Problem details » A complete answer includes every line below with the word "brown".

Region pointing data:
####

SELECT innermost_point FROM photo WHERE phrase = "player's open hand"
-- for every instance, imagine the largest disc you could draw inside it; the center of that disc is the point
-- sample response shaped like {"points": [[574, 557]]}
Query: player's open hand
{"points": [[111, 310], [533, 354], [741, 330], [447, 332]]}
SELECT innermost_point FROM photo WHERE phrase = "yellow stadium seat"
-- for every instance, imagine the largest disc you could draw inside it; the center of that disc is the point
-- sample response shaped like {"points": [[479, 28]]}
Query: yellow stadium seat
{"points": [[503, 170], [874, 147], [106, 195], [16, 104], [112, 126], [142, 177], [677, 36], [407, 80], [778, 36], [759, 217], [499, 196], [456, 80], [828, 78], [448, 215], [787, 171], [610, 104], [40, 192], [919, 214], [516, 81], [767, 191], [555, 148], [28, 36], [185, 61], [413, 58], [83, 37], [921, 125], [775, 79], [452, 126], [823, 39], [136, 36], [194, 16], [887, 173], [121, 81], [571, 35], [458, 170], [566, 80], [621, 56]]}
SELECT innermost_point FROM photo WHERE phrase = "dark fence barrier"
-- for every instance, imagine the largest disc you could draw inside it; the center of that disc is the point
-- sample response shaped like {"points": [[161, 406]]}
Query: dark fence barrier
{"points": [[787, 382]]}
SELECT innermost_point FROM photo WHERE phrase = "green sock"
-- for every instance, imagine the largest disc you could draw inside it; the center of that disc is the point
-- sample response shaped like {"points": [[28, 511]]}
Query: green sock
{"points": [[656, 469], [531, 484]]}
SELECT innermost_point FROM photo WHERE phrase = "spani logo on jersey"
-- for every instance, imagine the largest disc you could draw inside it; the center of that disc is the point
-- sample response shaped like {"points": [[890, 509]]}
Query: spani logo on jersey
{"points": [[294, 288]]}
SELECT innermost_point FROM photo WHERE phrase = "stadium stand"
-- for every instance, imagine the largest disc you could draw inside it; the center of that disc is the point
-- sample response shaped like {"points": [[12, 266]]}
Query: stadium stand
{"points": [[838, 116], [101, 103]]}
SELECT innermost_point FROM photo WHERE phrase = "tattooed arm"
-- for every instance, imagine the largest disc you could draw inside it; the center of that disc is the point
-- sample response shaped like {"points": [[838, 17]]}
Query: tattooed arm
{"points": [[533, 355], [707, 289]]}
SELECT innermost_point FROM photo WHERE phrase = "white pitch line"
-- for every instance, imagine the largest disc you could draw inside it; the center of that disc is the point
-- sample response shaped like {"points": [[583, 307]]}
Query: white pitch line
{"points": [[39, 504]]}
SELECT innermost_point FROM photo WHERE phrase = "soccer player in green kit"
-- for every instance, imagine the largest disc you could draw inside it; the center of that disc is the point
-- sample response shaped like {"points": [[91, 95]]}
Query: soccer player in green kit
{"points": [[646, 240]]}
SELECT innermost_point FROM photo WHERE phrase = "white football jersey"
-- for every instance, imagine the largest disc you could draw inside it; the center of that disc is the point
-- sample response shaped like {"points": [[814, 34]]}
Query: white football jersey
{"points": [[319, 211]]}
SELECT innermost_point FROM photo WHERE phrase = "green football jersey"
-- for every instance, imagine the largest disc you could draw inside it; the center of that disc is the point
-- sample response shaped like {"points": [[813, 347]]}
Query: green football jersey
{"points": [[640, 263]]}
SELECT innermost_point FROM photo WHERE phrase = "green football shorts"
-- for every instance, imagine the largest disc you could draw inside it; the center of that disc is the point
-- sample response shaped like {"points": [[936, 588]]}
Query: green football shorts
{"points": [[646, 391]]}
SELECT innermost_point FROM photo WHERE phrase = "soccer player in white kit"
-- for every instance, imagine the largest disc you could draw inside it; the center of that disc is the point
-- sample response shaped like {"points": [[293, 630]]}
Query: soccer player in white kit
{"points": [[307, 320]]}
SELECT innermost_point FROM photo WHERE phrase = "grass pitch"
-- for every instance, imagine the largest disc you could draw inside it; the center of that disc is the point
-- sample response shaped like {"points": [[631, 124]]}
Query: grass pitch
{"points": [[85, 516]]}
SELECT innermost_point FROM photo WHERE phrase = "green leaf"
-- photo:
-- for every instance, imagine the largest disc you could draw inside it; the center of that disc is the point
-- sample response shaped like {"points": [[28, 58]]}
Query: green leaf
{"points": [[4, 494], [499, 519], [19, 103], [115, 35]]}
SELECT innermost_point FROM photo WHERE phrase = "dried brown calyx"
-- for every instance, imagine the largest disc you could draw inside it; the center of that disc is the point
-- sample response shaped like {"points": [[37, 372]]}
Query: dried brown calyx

####

Task result »
SELECT innermost_point FROM photo WHERE phrase = "dried brown calyx"
Query: dried brown calyx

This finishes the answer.